:: REQUIREMENT ::
Print the rows word for word, from the beginning through the line containing "(1113, 202)".

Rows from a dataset
+ + + + + + +

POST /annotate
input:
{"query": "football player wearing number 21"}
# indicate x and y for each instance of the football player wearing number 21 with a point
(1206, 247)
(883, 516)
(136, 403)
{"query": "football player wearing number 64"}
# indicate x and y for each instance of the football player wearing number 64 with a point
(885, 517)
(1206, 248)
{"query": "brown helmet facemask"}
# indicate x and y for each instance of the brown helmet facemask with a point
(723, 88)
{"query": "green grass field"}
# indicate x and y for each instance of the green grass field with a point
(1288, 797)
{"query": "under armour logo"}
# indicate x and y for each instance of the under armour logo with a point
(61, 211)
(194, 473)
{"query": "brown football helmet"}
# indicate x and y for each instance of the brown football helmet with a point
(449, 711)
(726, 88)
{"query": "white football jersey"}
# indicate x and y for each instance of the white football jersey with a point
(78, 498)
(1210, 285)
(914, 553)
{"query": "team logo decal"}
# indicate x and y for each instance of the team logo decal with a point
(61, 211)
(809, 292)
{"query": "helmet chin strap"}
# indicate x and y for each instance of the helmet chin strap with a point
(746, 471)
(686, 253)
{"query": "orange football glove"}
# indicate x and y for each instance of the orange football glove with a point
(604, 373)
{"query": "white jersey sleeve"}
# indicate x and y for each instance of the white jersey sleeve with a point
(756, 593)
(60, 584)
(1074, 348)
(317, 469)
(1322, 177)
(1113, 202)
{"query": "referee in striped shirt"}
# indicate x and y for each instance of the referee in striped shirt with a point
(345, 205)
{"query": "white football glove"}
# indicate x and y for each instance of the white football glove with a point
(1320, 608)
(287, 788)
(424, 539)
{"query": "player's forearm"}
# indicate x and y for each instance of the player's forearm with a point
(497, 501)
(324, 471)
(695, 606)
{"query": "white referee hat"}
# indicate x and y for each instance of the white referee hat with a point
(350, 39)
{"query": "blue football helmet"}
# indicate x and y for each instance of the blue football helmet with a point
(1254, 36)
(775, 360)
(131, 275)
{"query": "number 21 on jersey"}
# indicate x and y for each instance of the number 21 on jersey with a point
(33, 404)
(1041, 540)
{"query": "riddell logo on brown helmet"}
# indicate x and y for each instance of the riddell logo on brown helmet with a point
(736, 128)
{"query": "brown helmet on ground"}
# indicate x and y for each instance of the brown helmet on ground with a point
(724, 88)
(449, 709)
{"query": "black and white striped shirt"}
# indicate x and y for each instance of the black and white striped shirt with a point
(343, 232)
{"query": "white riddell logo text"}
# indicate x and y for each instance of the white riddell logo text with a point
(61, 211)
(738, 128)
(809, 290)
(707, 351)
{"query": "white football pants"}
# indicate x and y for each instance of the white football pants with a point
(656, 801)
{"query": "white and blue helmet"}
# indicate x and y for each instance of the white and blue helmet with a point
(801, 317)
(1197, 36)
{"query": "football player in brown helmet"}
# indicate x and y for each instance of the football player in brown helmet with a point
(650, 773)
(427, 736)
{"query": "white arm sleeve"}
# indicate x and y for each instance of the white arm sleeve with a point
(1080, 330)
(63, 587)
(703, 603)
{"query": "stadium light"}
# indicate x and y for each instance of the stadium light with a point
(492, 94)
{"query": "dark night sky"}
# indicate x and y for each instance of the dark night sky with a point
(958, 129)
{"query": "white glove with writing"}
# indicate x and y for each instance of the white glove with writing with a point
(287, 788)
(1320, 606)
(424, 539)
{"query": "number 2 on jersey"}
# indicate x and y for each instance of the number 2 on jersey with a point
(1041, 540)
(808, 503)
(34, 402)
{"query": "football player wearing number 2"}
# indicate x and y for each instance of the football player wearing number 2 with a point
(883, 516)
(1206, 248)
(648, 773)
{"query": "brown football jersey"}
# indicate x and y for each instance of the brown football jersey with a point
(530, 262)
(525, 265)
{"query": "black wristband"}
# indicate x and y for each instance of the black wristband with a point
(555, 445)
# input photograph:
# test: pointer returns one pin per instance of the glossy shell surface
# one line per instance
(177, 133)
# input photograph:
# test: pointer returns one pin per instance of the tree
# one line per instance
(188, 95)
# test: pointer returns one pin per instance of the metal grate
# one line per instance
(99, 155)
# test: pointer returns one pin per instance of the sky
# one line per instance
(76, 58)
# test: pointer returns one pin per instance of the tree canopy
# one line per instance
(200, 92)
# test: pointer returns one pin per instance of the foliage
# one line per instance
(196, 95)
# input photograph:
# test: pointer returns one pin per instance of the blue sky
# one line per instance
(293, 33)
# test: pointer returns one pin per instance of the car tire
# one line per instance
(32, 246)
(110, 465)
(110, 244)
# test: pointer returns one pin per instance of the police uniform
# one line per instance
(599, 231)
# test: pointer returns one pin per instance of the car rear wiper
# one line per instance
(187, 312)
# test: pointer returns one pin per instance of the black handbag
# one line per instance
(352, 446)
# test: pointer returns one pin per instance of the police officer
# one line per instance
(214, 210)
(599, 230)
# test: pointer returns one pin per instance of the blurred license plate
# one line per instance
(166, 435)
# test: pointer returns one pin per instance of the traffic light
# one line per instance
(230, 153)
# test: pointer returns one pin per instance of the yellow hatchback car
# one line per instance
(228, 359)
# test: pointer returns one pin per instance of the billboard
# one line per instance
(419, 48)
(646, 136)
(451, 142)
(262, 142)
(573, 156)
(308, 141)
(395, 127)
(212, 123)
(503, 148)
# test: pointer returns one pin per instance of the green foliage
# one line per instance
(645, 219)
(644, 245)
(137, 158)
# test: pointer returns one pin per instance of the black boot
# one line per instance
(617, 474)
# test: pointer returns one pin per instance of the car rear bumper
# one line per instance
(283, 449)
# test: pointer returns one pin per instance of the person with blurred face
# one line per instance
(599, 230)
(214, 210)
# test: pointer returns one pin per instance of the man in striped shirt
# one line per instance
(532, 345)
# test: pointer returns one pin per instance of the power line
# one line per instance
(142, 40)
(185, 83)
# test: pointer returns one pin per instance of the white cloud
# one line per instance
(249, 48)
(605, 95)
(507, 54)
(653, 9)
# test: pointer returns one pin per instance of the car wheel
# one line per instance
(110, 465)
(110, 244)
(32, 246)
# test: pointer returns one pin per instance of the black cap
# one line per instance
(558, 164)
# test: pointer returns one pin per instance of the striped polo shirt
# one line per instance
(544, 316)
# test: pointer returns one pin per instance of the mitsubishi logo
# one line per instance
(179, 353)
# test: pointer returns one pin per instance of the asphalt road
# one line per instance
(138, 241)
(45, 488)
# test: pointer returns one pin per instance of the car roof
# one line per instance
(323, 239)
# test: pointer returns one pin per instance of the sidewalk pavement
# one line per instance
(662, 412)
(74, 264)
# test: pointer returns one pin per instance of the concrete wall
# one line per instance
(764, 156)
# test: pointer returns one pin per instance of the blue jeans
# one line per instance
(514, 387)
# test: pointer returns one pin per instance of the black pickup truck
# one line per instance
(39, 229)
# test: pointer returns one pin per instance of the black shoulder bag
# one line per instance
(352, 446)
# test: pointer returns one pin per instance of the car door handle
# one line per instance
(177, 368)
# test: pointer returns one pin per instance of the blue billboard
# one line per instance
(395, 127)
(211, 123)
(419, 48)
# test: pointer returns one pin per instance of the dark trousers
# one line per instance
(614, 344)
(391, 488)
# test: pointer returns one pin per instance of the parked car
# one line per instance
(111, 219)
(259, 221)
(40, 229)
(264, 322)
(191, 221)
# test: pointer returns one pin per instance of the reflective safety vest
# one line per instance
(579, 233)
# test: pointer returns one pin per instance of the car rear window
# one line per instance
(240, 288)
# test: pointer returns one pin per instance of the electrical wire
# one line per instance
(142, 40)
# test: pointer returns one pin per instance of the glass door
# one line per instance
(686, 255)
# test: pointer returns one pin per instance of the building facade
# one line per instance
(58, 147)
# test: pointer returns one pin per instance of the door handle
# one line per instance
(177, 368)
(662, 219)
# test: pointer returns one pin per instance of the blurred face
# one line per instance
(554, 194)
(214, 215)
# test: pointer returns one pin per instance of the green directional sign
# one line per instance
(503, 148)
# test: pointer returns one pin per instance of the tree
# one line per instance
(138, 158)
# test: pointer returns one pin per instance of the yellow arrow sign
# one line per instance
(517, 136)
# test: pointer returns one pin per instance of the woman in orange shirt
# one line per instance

+ + + + + + +

:: THE SOLUTION ::
POST /annotate
input:
{"query": "football player wearing number 21"}
# indicate x and y for each instance of the football player wearing number 21 with a point
(1206, 247)
(883, 516)
(136, 403)
{"query": "football player wearing number 64"}
# indicate x and y for each instance of the football player wearing number 64 with a point
(885, 517)
(1206, 248)
{"query": "brown helmet facemask"}
# indicate x and y for each instance of the brown helmet facemask with a point
(723, 88)
{"query": "green grass field"}
# indicate x and y for each instance of the green grass field with a point
(1288, 797)
{"query": "under armour logo"}
# indicate x and y for each instance of the under armour logo with a point
(61, 211)
(194, 473)
{"query": "brown football helmet"}
# indicate x and y for each instance of the brown football helmet with a point
(449, 711)
(726, 88)
{"query": "white football jersey"}
# indicate x and y for each instance of the white football jersey with a point
(78, 498)
(1210, 285)
(914, 553)
{"query": "team logo decal"}
# indicate x and y for each instance of the team logo decal with a point
(61, 211)
(809, 292)
{"query": "helmet chin strap"}
# indicate x and y for each instance of the helmet chin strap with a point
(746, 471)
(686, 253)
{"query": "orange football glove"}
# indicate x and y for each instance of the orange football glove with a point
(604, 373)
{"query": "white jersey sleeve"}
# indicate x and y for each instance of the white jersey sleeve with a point
(756, 593)
(60, 584)
(1074, 348)
(317, 469)
(1322, 177)
(1113, 202)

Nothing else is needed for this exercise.